▶ **Goal**
Output the data exactly, with every line intact.

** BEGIN Data extract **

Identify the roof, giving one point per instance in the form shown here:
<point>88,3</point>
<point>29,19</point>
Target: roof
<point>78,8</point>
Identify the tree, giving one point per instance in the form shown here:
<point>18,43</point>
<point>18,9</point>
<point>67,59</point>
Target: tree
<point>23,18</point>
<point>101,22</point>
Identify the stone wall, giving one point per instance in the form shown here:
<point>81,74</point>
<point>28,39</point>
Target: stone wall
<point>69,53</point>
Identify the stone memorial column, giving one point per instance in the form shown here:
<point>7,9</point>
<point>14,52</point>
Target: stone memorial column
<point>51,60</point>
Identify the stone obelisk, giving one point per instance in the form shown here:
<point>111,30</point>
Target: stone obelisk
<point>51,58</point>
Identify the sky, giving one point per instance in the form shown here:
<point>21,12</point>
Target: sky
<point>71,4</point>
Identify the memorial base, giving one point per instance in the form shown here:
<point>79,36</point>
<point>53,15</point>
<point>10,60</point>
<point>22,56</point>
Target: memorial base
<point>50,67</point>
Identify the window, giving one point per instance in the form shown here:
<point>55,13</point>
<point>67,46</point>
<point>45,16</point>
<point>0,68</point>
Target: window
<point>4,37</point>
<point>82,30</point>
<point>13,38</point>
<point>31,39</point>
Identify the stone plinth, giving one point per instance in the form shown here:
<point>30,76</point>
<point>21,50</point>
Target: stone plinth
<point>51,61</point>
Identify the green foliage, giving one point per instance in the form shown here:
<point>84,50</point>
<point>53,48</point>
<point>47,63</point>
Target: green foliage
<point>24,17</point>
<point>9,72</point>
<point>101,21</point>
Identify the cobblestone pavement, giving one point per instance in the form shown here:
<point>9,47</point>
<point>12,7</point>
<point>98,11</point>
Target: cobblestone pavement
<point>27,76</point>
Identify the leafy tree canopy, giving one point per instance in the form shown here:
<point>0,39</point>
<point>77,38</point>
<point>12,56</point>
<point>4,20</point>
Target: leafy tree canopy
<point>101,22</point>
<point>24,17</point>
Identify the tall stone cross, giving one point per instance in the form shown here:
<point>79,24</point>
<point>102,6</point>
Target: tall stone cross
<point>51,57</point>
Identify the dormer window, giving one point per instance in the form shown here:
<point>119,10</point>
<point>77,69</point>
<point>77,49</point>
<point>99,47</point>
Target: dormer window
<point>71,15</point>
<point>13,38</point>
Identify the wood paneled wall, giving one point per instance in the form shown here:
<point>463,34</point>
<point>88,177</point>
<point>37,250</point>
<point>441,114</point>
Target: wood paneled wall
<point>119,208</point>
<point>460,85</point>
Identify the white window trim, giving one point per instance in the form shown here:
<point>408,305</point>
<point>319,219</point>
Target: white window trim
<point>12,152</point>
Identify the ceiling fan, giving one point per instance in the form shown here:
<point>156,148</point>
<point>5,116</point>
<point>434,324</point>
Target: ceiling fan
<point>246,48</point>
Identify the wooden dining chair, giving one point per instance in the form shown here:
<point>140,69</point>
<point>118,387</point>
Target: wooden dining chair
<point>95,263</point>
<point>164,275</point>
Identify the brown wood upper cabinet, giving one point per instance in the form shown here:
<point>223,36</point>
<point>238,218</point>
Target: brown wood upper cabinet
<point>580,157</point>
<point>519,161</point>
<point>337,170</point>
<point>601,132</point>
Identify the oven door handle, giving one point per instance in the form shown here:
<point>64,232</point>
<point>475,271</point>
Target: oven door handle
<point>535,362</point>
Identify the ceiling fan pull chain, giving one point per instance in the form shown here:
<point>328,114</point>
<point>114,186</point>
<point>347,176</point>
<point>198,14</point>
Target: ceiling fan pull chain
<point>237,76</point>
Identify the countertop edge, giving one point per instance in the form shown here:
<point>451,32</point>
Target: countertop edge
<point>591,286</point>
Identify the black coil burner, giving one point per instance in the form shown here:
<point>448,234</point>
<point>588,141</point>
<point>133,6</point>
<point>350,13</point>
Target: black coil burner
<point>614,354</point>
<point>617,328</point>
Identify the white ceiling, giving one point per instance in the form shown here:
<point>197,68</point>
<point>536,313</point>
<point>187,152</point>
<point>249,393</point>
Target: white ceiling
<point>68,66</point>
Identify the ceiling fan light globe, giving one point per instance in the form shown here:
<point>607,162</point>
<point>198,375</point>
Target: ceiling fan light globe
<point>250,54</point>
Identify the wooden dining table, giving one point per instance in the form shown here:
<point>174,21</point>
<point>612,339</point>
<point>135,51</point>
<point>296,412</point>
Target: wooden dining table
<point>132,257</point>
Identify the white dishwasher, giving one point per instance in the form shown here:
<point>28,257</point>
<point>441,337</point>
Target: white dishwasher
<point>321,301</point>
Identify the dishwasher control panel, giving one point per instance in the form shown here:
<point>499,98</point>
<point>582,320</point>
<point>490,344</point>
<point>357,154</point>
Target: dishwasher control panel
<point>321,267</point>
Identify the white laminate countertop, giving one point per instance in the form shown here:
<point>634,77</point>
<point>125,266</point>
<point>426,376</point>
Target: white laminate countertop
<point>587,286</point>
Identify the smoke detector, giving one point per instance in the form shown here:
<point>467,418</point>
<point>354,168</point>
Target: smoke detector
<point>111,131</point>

** END Data extract **

▶ **Reply to the task**
Identify the roof, giving one point per instance in the form shown here:
<point>88,3</point>
<point>29,19</point>
Target: roof
<point>78,8</point>
Identify the tree, giving one point per instance in the form shown here:
<point>18,43</point>
<point>18,9</point>
<point>67,59</point>
Target: tree
<point>23,18</point>
<point>101,22</point>
Identify the stone wall, giving one point per instance in the form shown here:
<point>81,74</point>
<point>28,39</point>
Target: stone wall
<point>69,53</point>
Identify the stone memorial column, giving one point per instance in the form shown here:
<point>7,9</point>
<point>14,52</point>
Target: stone memorial column
<point>51,60</point>
Identify the stone obelisk, giving one point per instance in the form shown here:
<point>111,30</point>
Target: stone obelisk
<point>51,58</point>
Identify the sky, giving one point per instance in the form shown here:
<point>21,12</point>
Target: sky
<point>71,4</point>
Identify the memorial base, giving one point per instance in the form shown here:
<point>79,36</point>
<point>53,15</point>
<point>10,60</point>
<point>22,56</point>
Target: memorial base
<point>50,67</point>
Identify the window, giving one point per instance in the form shown here:
<point>55,13</point>
<point>67,46</point>
<point>45,16</point>
<point>0,68</point>
Target: window
<point>4,37</point>
<point>82,30</point>
<point>13,38</point>
<point>31,39</point>
Identify the stone plinth, giving one point per instance in the form shown here:
<point>30,76</point>
<point>21,50</point>
Target: stone plinth
<point>51,61</point>
Identify the green foliage, giving one point per instance in the form shown here:
<point>84,50</point>
<point>53,48</point>
<point>47,63</point>
Target: green foliage
<point>24,17</point>
<point>9,72</point>
<point>101,21</point>
Identify the cobblestone pavement, giving one point per instance in the form shown here:
<point>9,47</point>
<point>12,7</point>
<point>98,11</point>
Target: cobblestone pavement
<point>27,76</point>
Identify the leafy tree canopy, giving one point per instance in the form shown here:
<point>0,39</point>
<point>77,38</point>
<point>12,56</point>
<point>4,20</point>
Target: leafy tree canopy
<point>101,22</point>
<point>24,17</point>
Identify the tall stone cross, giving one point per instance in the form shown here:
<point>79,24</point>
<point>102,6</point>
Target: tall stone cross
<point>51,57</point>
Identify the dormer window, giving one point per instance in the form shown here:
<point>119,10</point>
<point>77,69</point>
<point>77,49</point>
<point>99,47</point>
Target: dormer window
<point>71,15</point>
<point>13,38</point>
Identify the wood paneled wall, giving one point per instance in the form shown here:
<point>463,34</point>
<point>88,177</point>
<point>37,250</point>
<point>441,114</point>
Target: wood paneled wall
<point>119,208</point>
<point>460,85</point>
Identify the white window trim, giving one point per instance in the form shown here:
<point>408,305</point>
<point>319,219</point>
Target: white window trim
<point>12,152</point>
Identify the ceiling fan, giving one point per instance in the form shown here:
<point>156,148</point>
<point>5,116</point>
<point>434,324</point>
Target: ceiling fan
<point>246,48</point>
Identify the wooden dining chair, giving one point per instance in the form shown here:
<point>140,69</point>
<point>118,387</point>
Target: wooden dining chair
<point>95,263</point>
<point>164,275</point>
Identify the brown wood upper cabinet, giving one point per instance in the form shown here:
<point>223,36</point>
<point>238,218</point>
Target: brown wood upper cabinet
<point>580,157</point>
<point>519,161</point>
<point>337,170</point>
<point>601,132</point>
Identify the oven door handle, giving one point per instance in the form shown here:
<point>64,232</point>
<point>475,271</point>
Target: oven door handle
<point>535,362</point>
Identify the ceiling fan pull chain, giving one point per instance in the form shown here:
<point>328,114</point>
<point>114,186</point>
<point>347,176</point>
<point>198,14</point>
Target: ceiling fan pull chain
<point>237,76</point>
Identify the countertop edge, giving one point per instance in the form shown here:
<point>451,32</point>
Target: countertop edge
<point>591,286</point>
Identify the black coil burner, giving one point per instance in the form shown here:
<point>448,234</point>
<point>588,141</point>
<point>133,6</point>
<point>350,13</point>
Target: black coil burner
<point>614,354</point>
<point>617,328</point>
Identify the white ceiling, giving one point per instance in the form shown here:
<point>197,68</point>
<point>536,313</point>
<point>187,152</point>
<point>249,393</point>
Target: white ceiling
<point>68,66</point>
Identify the ceiling fan light globe, giving one point per instance in the form shown here:
<point>607,162</point>
<point>198,375</point>
Target: ceiling fan light globe
<point>250,54</point>
Identify the wooden dining table, giving one point per instance in the form shown here:
<point>174,21</point>
<point>612,339</point>
<point>135,51</point>
<point>296,412</point>
Target: wooden dining table
<point>132,257</point>
Identify the white dishwasher, giving one point per instance in the form shown here:
<point>28,257</point>
<point>441,337</point>
Target: white dishwasher
<point>321,301</point>
Identify the dishwasher control panel, giving one point per instance in the form shown here:
<point>499,98</point>
<point>582,320</point>
<point>490,344</point>
<point>357,154</point>
Target: dishwasher control panel
<point>321,267</point>
Identify the white laminate countertop, giving one point per instance in the form shown here:
<point>634,77</point>
<point>125,266</point>
<point>426,376</point>
Target: white laminate countertop
<point>587,286</point>
Identify the smoke detector, giving one point per instance in the form shown here:
<point>467,418</point>
<point>354,168</point>
Target: smoke detector
<point>111,131</point>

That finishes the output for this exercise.